Copy every line of the material below, including the requests, and shift each point coordinate in the answers up by 146.

## Listed entries
● ● ● ● ● ● ●

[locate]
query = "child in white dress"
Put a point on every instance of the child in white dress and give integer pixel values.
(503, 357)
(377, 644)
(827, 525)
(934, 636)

● ● ● ● ● ● ●

## Response
[locate]
query = "child in white dress"
Put a point on every instance of the child in white dress and give integer pixel values.
(649, 503)
(523, 790)
(973, 671)
(1080, 782)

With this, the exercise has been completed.